§ **Exercise inputs**
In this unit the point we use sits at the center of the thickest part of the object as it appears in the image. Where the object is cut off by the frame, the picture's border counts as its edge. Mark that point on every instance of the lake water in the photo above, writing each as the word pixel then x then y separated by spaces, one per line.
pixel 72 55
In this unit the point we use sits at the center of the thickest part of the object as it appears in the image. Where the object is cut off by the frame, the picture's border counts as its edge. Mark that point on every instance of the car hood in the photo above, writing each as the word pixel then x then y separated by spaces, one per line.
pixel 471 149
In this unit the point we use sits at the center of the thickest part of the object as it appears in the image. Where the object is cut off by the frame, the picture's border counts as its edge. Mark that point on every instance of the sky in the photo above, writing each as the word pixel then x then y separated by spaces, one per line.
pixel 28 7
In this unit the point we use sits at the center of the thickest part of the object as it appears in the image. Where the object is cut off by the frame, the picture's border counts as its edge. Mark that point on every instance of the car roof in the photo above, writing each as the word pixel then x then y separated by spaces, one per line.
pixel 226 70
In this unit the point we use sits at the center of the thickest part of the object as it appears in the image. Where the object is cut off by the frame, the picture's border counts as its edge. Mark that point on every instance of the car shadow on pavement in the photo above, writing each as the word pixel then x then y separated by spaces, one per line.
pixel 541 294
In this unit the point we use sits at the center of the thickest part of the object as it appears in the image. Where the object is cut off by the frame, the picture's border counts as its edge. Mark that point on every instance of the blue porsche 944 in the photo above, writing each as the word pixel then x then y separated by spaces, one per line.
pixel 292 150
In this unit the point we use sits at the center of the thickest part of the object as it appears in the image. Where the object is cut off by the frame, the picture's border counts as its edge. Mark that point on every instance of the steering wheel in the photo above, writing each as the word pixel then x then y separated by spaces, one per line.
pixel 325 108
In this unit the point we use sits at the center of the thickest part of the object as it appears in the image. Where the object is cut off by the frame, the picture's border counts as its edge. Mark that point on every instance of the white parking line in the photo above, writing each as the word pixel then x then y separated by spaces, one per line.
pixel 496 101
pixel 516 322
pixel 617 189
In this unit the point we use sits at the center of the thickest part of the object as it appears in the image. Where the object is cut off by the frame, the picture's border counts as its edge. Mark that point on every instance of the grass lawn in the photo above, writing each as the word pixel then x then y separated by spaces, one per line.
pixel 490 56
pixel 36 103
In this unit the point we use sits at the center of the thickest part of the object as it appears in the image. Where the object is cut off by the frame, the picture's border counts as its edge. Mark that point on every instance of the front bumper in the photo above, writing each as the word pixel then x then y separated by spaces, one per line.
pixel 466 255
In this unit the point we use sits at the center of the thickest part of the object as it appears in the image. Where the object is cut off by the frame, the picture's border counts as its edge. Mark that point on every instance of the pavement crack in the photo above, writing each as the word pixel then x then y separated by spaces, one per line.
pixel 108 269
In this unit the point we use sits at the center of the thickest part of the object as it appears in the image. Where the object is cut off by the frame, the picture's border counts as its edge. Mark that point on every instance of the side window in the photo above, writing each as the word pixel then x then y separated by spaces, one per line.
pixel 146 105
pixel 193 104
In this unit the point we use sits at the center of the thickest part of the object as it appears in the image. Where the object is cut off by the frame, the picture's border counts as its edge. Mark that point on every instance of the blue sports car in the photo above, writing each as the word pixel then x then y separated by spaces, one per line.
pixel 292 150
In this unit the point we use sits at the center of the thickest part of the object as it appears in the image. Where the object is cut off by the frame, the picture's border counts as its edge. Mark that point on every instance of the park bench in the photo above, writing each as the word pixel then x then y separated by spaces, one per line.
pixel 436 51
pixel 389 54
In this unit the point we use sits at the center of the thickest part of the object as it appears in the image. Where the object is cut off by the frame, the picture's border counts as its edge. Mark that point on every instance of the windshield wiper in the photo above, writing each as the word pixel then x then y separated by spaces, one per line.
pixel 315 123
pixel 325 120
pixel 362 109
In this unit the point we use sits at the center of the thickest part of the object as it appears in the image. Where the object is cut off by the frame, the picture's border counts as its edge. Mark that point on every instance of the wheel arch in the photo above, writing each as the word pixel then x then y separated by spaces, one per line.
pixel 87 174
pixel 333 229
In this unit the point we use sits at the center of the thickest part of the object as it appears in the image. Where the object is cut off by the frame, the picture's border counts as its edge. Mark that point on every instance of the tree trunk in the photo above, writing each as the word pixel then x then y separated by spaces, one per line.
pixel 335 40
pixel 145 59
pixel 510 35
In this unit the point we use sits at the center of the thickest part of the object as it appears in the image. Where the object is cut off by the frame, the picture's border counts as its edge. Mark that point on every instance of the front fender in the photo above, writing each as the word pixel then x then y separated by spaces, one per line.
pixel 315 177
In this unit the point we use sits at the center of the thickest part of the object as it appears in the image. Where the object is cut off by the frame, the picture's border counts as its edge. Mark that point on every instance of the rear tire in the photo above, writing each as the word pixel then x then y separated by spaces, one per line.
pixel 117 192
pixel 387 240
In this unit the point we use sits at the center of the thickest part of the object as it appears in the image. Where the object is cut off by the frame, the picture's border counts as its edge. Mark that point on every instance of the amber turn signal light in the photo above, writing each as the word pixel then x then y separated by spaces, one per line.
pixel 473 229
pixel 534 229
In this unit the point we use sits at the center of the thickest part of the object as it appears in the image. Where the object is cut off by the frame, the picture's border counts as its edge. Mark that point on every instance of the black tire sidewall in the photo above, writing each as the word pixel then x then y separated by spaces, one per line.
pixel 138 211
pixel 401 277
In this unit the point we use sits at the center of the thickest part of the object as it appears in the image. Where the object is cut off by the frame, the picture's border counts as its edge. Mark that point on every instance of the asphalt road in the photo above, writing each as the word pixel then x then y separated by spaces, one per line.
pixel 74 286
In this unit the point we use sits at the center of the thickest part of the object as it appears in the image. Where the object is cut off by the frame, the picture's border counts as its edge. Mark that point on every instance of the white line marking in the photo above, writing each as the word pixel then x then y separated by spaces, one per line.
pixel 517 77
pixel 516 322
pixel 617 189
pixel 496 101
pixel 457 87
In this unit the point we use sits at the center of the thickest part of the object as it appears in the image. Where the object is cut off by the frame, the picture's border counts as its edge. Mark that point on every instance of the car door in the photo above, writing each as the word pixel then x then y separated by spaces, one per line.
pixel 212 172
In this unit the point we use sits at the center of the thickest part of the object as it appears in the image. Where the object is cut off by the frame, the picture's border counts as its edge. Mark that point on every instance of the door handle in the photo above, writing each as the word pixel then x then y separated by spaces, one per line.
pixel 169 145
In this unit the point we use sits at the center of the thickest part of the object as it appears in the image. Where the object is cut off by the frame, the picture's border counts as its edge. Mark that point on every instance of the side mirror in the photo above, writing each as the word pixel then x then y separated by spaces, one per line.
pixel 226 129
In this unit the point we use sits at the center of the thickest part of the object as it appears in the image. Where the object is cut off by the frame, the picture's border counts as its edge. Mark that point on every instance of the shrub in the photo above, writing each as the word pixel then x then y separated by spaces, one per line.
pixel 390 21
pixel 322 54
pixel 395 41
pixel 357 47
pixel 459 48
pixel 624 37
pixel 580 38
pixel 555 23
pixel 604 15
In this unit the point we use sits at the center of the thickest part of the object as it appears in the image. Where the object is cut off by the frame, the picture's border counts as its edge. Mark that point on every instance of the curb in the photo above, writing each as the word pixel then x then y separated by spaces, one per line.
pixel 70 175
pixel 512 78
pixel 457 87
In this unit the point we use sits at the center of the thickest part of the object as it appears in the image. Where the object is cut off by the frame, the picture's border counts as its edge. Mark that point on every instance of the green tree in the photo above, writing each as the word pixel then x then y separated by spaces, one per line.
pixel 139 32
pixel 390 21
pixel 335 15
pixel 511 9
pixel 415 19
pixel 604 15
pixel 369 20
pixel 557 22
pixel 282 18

§ **About this exercise**
Your reply should contain every entry, repeated exactly.

§ **Exercise solution**
In this unit the point we use sits at the center of the thickest part of the object as it appears in the image. Where the object is cut off by the frame, the picture's border counts as its edge. Mark that point on every instance of the lake water in the photo above, writing each as the word pixel then x then y separated by spaces, one per line.
pixel 72 55
In this unit the point we use sits at the center of the thickest part of the object as it appears in the image. Where the object is cut off by the frame, the picture's border counts as its edge. Mark that point on every instance of the car hood in the photo above, writing each as the word pixel then x then y separated by spaces, one per line.
pixel 471 149
In this unit the point we use sits at the center of the thickest part of the object as it appears in the image. Where the object is cut off by the frame, the picture's border counts as its edge. Mark that point on every instance of the sky in the photo above, writing each as the word pixel then x then y separated by spaces, one per line.
pixel 28 7
In this unit the point we use sits at the center of the thickest part of the object as it appears in the image. Where the object is cut off by the frame, the picture's border counts as its edge. Mark that point on every instance of the car roof in the photo above, writing each as the word pixel then x then y separated by spaces, one per line.
pixel 226 70
In this unit the point we use sits at the center of the thickest part of the object as it appears in the image. Where the object is cut off by the frame, the picture's border counts as its edge. Mark that point on every instance of the car shadow on pavement in the photo above, writing each as the word pixel then x then y separated by spaces, one per line.
pixel 541 294
In this unit the point we use sits at the center of the thickest part of the object as it appears in the image. Where the object is cut off by the frame, the picture's border counts as its edge. Mark that point on every instance of the blue porsche 944 in the photo above, writing each as the word pixel then x then y separated by spaces, one per line.
pixel 292 150
In this unit the point we use sits at the center of the thickest part of the object as it appears in the image. Where the object is cut off by the frame, the picture's border counts as its edge. Mark that point on every instance of the steering wheel in the photo above, writing each as the word pixel then x then y separated by spaces, one per line.
pixel 325 108
In this unit the point we use sits at the center of the thickest part of the object as it appears in the image. Where the object is cut off by the frame, the picture's border counts as its edge. Mark that point on every instance of the white parking line in the photo above, writing each as the word pixel then x then y separated by spaces, one per line.
pixel 496 101
pixel 516 322
pixel 617 189
In this unit the point we use sits at the center of the thickest part of the object as it appears in the image. Where the object is cut off by the frame, the picture's border counts as its edge. Mark that point on every instance of the grass lawn in the photo above, writing each as the word pixel then x then y separated by spaces, one per line.
pixel 490 56
pixel 36 103
In this unit the point we use sits at the center of the thickest part of the object as it appears in the image. Where the object is cut off by the frame, the picture's border counts as its edge. Mark that point on every instance of the front bumper in the photo above, writing each as the word pixel then x then y separated by spaces, one per line.
pixel 466 255
In this unit the point we use sits at the center of the thickest part of the object as it appears in the image. Where the object is cut off by the frame, the picture's border counts as its edge. Mark that point on every instance of the pavement crack in the photo above, writing each as the word pixel then x then y separated by spaces, one per line.
pixel 108 269
In this unit the point we use sits at the center of the thickest part of the object as it appears in the image. Where the object is cut off by the frame, the picture's border counts as its edge. Mark that point on every instance of the side window in the photo above, writing each as the word pixel then x then y separated by spaces, one per line.
pixel 146 105
pixel 193 104
In this unit the point we use sits at the center of the thickest part of the object as it appears in the image. Where the object is cut off by the frame, the picture's border counts as its edge. Mark that point on every instance of the blue sports car in the photo above, writing each as the word pixel then x then y separated by spaces, one per line.
pixel 292 150
In this unit the point we use sits at the center of the thickest part of the object as it appears in the image. Where the object is cut off by the frame, the picture's border counts as its edge. Mark that point on every instance of the park bench in the photo above, writing each as the word pixel then x then y separated by spaces, one per line.
pixel 436 51
pixel 389 54
In this unit the point we use sits at the center of the thickest part of the object as it appears in the image. Where the object is cut off by the frame, the picture's border counts as its edge. Mark that point on every instance of the windshield wiper in the photo above, writing each as the word pixel then x then y separated by spaces, one per line.
pixel 315 123
pixel 325 120
pixel 362 109
In this unit the point we use sits at the center of the thickest part of the object as it appears in the image. Where the object is cut off by the frame, the picture's border counts as its edge. Mark that point on every instance of the wheel arch in the photo above, writing each as the word pixel then x then y separated by spaces, one per line.
pixel 87 174
pixel 333 229
In this unit the point we use sits at the center of the thickest part of the object as it appears in the image. Where the object is cut off by the frame, the picture's border counts as its edge. Mark that point on every instance of the tree trunk in the photo above, writing each as the word pixel then x then y separated by spaces, one per line.
pixel 335 40
pixel 145 59
pixel 510 35
In this unit the point we use sits at the center of the thickest part of the object as it appears in the image. Where the object is cut off by the frame, the picture's border counts as its edge. Mark that point on every instance of the front fender in the photo above, writing each as the word pixel then x then y separated by spaces, one per line.
pixel 315 177
In this unit the point we use sits at the center of the thickest part of the object as it appears in the image. Where the object is cut off by the frame, the picture's border counts as its edge. Mark that point on every instance of the rear tire in the photo above, writing each as the word pixel then x then y separated by spaces, one per line.
pixel 117 192
pixel 387 240
In this unit the point we use sits at the center of the thickest part of the object as it appears in the image. Where the object is cut off by the frame, the picture's border counts as its edge. Mark that point on every instance of the amber turn signal light in the photo above, writing each as the word pixel then x then y separated by spaces, one per line.
pixel 473 229
pixel 534 229
In this unit the point we use sits at the center of the thickest part of the object as it appears in the image. Where the object is cut off by the frame, the picture's border counts as its edge. Mark that point on every instance of the black tire sidewall in the photo above, writing each as the word pixel then x then y separated by spaces, one per line.
pixel 138 211
pixel 401 277
In this unit the point we use sits at the center of the thickest part of the object as it appears in the image. Where the object is cut off by the frame, the picture's border counts as its edge. Mark that point on every instance of the asphalt road in the photo above, writing each as the word pixel then x then y separated by spaces, one per line.
pixel 74 286
In this unit the point we use sits at the center of the thickest part of the object as it appears in the image. Where the object is cut off by the frame, the picture's border counts as its edge. Mark that point on every instance of the white line marking in the photo above, writing each as the word pixel then x then y separated by spaces, one per line.
pixel 517 77
pixel 516 322
pixel 617 189
pixel 496 101
pixel 457 87
In this unit the point we use sits at the center of the thickest part of the object as it appears in the image. Where the object is cut off by the frame, the picture's border counts as its edge. Mark that point on every instance of the car door in the photo above, writing each as the word pixel then x then y separated by spaces, one per line.
pixel 212 172
In this unit the point we use sits at the center of the thickest part of the object as it appears in the image. Where the object is cut off by the frame, the picture's border counts as its edge. Mark that point on every instance of the door handle in the photo above, writing each as the word pixel then x then y separated by spaces, one per line.
pixel 169 145
In this unit the point we use sits at the center of the thickest part of the object as it appears in the image. Where the object is cut off by the frame, the picture's border counts as its edge. Mark that point on every instance of the side mirror in the photo above, writing each as the word pixel then x then y separated by spaces, one per line.
pixel 226 129
In this unit the point we use sits at the center of the thickest part of the object as it appears in the image. Where the object is cut off by the frame, the picture's border counts as its edge. Mark that point on every instance of the shrub in the photo above, writing each as the word pixel then x then y separated by spaces, one per line.
pixel 390 21
pixel 322 54
pixel 395 41
pixel 357 47
pixel 459 48
pixel 624 37
pixel 580 38
pixel 555 23
pixel 604 15
In this unit the point we use sits at the center of the thickest part of the object as it appears in the image. Where the object is cut off by the frame, the picture's border counts as its edge. Mark that point on every instance of the curb in the photo above, writing each as the word pixel then x then y separated by spaces, one per line.
pixel 70 175
pixel 512 78
pixel 457 87
In this unit the point we use sits at the center of the thickest part of the object as it appears in the image. Where the object is cut off by the frame, the picture's border counts as its edge. Mark that point on every instance of the green tree in the photo above, writing each as the word pixel then x then y separated by spaces, one per line.
pixel 139 32
pixel 390 21
pixel 335 15
pixel 511 9
pixel 415 19
pixel 604 15
pixel 369 20
pixel 557 22
pixel 282 18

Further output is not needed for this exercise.